─── Data yang diberikan ───

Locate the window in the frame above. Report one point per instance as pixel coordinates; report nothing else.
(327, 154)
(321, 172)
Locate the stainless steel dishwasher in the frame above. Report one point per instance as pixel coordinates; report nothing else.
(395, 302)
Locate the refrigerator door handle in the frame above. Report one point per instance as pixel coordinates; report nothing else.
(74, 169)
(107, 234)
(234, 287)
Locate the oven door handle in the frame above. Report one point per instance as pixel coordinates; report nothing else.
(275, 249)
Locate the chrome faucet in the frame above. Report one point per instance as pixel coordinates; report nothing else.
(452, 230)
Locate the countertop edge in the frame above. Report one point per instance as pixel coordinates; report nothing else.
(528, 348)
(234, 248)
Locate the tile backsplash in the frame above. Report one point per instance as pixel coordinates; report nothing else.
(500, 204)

───

#### Tantangan
Tulis ulang seluruh entri di atas kata demi kata tanpa mengubah apa pun.

#### Hasil
Locate the window in the frame above. Report one point per instance as pixel coordinates; report nothing else.
(327, 154)
(321, 172)
Locate the stainless steel dishwasher in the frame above. Report one point per instance as pixel coordinates; report nothing else.
(395, 302)
Locate the refrigerator door handle in the frame above. Report one point per instance as pixel coordinates; report nothing else.
(74, 169)
(107, 234)
(234, 287)
Locate the oven door handle in the frame above. Report one point per instance as pixel coordinates; report nothing else.
(275, 249)
Locate the chrome faucet in the frame above. Report one point per instance as pixel coordinates; report nothing else.
(452, 230)
Locate the countertop edge in the frame above. Report one point per instance as pixel coordinates; report nothing else.
(528, 348)
(234, 248)
Locate the tile backsplash in the frame above. Report one point per instance as pixel coordinates; report nothing else.
(500, 204)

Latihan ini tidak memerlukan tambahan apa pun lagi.